**DOCUMENTFRAGMENT:**
* * * * *

9335. En op u het wilde dier van het veld vermenigvuldigd zal worden; dat dit betekent de toevloed van de valsheden vanuit de verkwikkingen van de liefden van zich en van de wereld, staat vast uit de betekenis van vermenigvuldigd worden, wanneer er wordt gehandeld over de haastige verwijdering van de boosheden en valsheden, dus de toevloed; en uit de betekenis van het wilde dier van het veld, te weten de valsheden van de verkwikkingen van de liefden van zich en van de wereld; met de dieren immers van verschillend geslacht worden in het Woord de goede en de boze aandoeningen aangeduid, nr. 9280, vandaar met de wilde dieren de aandoeningen van het valse afkomstig uit de verkwikkingen van de liefden van zich en van de wereld; deze aandoeningen worden ook uitgebeeld door wilde dieren, zoals: panters, tijgers, wilde zwijnen, wolven en beren in het andere leven; zij zijn evenals wilde dieren, want degenen die in die liefden zijn, zijn in de boosheden van elk geslacht en de valsheden daaruit en zij beschouwen en behandelen hun genoten op zo’n wijze.

* * * * *

Omtrekken van gelabelde gebieden:
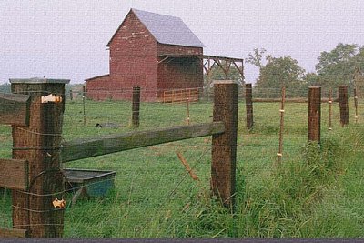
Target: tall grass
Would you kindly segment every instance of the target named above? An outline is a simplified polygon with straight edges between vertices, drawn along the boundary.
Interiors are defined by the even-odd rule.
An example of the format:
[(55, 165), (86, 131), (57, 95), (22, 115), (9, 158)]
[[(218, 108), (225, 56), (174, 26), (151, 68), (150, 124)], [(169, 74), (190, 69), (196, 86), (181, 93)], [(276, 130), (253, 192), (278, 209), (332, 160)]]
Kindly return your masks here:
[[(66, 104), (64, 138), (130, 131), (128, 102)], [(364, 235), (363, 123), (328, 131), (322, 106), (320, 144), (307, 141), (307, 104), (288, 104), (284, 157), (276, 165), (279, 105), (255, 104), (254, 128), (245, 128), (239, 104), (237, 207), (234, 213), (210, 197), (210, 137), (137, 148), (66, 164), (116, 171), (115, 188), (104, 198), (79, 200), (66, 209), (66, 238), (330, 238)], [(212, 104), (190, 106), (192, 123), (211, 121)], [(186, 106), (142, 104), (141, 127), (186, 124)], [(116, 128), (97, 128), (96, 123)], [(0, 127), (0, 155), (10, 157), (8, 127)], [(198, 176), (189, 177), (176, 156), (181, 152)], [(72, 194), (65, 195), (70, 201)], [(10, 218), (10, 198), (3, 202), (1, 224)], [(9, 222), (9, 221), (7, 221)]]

* * * * *

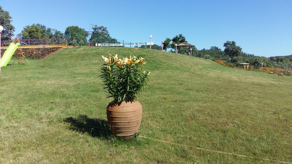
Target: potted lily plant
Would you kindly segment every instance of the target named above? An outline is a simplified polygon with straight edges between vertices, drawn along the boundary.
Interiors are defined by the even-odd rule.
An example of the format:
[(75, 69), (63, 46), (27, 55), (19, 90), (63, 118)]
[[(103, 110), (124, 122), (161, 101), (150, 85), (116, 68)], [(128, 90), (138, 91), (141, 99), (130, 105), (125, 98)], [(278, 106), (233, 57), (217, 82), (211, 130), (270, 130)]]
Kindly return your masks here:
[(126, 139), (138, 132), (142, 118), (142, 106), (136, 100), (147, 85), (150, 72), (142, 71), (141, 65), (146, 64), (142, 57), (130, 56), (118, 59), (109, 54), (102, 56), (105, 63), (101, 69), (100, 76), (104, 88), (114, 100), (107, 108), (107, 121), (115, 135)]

* * * * *

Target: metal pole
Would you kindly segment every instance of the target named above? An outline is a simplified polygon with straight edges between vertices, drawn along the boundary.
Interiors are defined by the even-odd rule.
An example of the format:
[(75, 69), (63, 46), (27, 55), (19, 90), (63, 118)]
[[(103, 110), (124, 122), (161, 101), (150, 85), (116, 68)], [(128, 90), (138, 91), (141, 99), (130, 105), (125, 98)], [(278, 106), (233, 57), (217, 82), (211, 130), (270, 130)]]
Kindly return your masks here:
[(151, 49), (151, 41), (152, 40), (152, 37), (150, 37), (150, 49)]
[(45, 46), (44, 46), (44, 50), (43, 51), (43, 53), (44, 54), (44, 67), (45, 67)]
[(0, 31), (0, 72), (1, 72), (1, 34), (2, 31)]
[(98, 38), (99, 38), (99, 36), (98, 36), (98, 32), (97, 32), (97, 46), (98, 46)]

* * * * *

**TAKENLIJST:**
(a) Welke wilde dieren noemt het documentfragment als uitbeelding van deze aandoeningen in het andere leven?
(b) Herschaal in de records alle regels tussen de regel met "Target: tall grass" en de regel met "221), (7, 221)]]", beide inclusief, en geef die regels volledig opnieuw weer. Vermenigvuldig daarbij alleen de coördinaten in de antwoorden met 2,15 en rond ze af op gehele getallen, met halven naar boven; alle overige getallen blijven ongewijzigd.

**RESULTATEN PER TAAK:**
(a) Panters, tijgers, wilde zwijnen, wolven en beren.

(b)
Target: tall grass
Would you kindly segment every instance of the target named above? An outline is a simplified polygon with straight edges between vertices, drawn along the boundary.
Interiors are defined by the even-odd rule.
An example of the format:
[(55, 165), (86, 131), (57, 95), (22, 115), (9, 158)]
[[(218, 108), (225, 56), (174, 26), (151, 68), (150, 124)], [(169, 74), (190, 69), (196, 86), (181, 93)], [(276, 130), (253, 192), (278, 209), (332, 160)]]
Kindly return your masks here:
[[(142, 224), (138, 297), (280, 282), (275, 219)], [(783, 505), (780, 264), (705, 282), (692, 228), (688, 310), (660, 303), (660, 224), (619, 224), (611, 338), (593, 355), (600, 226), (548, 224), (546, 275), (527, 275), (514, 224), (510, 445), (503, 458), (452, 424), (452, 295), (295, 318), (142, 353), (249, 368), (247, 404), (224, 426), (170, 430), (142, 449), (142, 512), (710, 512)], [(456, 224), (409, 228), (413, 264), (454, 260)], [(400, 228), (305, 224), (303, 273), (400, 267)], [(249, 275), (209, 275), (206, 264)], [(0, 273), (0, 333), (22, 338), (17, 273)], [(426, 378), (406, 381), (378, 335), (389, 327)], [(155, 417), (140, 419), (151, 432)], [(22, 469), (22, 426), (6, 434), (2, 482)], [(19, 477), (19, 475), (15, 475)]]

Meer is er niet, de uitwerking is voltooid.